From the biographical passage about Judith Mayotte below, list every organization whose board she is said to have served on.
+++ SELECTED EXCERPT +++
Before moving to Cape Town, South Africa as Visiting Professor for the Desmond Tutu Peace Centre as well as at The University of the Western Cape, Judith Mayotte was Women’s Chair in Humanistic Studies and Visiting Professor in the Department of Theology at Marquette University in Milwaukee, Wisconsin. While at Marquette, she designed and implemented the Marquette University South Africa Service Learning Program. During the years she lived in South Africa, Mayotte was also invited to be the first Desmond Tutu Distinguished Chair in Global Understanding on the University of Virginia sponsored Semester at Sea ship. She was founder and Co-Director of Seattle University’s International Development Internship Program and taught in the History Department at Seattle University. She was an adjunct professor at Johns Hopkins University’s Paul H. Nitze School of Advanced International Studies. She served as a member of the June 1996 Foreign Policy faculty of the Salzburg Seminar. In 1994 she was appointed by the first Clinton Administration to the U.S. Department of State, Bureau of Population, Refugees, and Migration as Special Adviser on refugee issues and policy. Before joining the State Department, she was Chairwoman of the Women’s Commission for Refugee Women and Children, and served on the board of Refugees International. Both are well-known advocacy organizations that took Mayotte to the field to assess refugee crisis and repatriation issues. She served on the board of the International Rescue Committee, one of the largest non-sectarian private voluntary organizations in the United States, and was a Senior Fellow of the Refugee Policy Group of Washington, D.C. She also served on the boards of The Desmond Tutu Peace Foundation, the Visionaries Institute, and the Global Ethics and Religion Forum.
She has written extensive reports, articles and editorial pieces, appeared on radio and television, and lectures on refugee and development issues. She has been called to testify as an expert witness before congressional committees concerned with the status of refugees and the direction of U.S. policy regarding the issue, and she has briefed U.S. Government and United Nations officials.
In 1989, through a grant from the John D. and Catherine T. MacArthur Foundation, Mayotte began research for a book on long-term refugees. Her three year research odyssey took her to the refugee camps of the Cambodians in Thailand and Cambodia, the Eritreans and internally displaced southern Sudanese in Sudan, and the Afghans in Pakistan, working to document their lives and the conditions that have forced so many of the world’s people into refugee status. Orbis Books released her book Disposable People?: The Plight of Refugees in December 1992. Following the book’s publication and until she lost her right leg in an accident in the war zone in southern Sudan, Mayotte continued to travel on fact-finding missions among refugees and internally displaced civilians in many of the African, Asian, and Balkan nations caught up in civil conflict and those hosting refugee populations.
+++ GIVEN INFORMATION +++
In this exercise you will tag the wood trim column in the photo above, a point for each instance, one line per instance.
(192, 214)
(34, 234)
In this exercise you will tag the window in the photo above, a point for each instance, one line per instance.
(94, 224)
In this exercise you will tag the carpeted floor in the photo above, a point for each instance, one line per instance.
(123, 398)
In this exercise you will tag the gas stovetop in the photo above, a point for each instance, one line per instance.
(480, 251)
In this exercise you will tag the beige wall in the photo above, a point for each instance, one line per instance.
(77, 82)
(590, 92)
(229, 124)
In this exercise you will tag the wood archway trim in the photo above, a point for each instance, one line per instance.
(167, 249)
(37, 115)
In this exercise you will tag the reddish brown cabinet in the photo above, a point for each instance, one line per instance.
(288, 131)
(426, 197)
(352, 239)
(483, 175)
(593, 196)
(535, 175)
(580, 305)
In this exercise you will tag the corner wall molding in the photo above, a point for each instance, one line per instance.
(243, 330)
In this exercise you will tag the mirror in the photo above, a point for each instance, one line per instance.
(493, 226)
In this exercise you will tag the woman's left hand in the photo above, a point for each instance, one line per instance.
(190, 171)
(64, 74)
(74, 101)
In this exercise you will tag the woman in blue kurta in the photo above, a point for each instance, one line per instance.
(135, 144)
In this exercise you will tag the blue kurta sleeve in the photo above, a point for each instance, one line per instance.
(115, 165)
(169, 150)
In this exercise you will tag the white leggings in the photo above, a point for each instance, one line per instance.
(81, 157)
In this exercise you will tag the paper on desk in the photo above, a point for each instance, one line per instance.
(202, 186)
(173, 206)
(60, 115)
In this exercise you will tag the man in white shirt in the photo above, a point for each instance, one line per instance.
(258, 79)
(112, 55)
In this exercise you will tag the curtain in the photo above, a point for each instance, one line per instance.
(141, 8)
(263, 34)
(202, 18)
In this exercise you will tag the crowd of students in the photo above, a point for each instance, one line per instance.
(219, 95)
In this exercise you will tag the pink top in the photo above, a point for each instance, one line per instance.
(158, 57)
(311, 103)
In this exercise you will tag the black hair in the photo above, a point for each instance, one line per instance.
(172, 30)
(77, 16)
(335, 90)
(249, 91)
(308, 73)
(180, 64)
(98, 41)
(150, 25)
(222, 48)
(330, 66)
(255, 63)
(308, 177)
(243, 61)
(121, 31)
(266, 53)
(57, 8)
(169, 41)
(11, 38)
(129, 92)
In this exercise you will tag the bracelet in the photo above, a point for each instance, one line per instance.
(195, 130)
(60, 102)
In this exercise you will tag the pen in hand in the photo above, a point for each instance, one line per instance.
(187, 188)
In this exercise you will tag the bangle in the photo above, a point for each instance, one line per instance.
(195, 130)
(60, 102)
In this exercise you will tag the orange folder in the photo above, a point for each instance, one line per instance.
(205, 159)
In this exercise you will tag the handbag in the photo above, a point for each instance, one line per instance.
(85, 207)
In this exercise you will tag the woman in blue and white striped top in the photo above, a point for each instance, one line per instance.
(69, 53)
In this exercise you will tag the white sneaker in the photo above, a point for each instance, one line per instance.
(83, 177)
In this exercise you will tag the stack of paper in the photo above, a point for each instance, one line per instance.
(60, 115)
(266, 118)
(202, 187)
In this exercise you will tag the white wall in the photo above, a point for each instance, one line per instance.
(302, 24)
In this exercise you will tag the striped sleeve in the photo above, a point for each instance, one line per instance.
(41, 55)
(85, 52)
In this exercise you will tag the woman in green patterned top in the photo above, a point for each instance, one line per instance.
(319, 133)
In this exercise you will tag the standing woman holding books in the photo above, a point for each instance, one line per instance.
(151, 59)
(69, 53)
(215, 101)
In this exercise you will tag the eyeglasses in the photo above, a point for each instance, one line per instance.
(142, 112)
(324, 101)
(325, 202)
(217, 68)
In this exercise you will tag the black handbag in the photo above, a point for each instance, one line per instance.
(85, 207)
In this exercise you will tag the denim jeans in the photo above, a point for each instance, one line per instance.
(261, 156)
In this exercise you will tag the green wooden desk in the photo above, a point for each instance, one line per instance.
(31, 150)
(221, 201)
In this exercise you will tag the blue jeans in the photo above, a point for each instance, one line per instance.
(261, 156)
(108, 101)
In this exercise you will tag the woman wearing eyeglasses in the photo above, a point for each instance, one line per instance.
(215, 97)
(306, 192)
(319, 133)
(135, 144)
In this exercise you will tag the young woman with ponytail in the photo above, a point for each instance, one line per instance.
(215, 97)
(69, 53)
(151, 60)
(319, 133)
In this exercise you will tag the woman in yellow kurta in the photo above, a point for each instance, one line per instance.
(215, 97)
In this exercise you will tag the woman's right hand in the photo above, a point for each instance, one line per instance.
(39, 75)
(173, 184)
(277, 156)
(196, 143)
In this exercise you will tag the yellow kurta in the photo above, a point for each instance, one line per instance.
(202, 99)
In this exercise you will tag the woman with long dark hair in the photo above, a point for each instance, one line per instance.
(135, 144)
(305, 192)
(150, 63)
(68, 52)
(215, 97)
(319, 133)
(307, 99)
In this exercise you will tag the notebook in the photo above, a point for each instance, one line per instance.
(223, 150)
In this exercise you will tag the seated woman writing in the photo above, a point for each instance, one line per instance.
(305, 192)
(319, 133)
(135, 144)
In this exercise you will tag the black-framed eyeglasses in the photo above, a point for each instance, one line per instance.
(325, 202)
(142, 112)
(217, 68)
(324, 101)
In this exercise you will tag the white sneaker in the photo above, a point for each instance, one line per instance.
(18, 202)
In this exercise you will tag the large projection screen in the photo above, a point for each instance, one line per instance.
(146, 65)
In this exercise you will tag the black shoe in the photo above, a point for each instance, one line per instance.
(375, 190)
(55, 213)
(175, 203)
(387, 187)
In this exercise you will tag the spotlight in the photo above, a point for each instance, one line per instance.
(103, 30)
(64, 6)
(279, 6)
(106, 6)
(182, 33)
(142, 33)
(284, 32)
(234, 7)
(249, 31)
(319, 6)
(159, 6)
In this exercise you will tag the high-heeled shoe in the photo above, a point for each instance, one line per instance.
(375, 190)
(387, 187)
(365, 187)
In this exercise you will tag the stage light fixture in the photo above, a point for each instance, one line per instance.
+++
COMPLETED TASK:
- Refugees International
- The International Rescue Committee
- The Desmond Tutu Peace Foundation
- The Visionaries Institute
- The Global Ethics and Religion Forum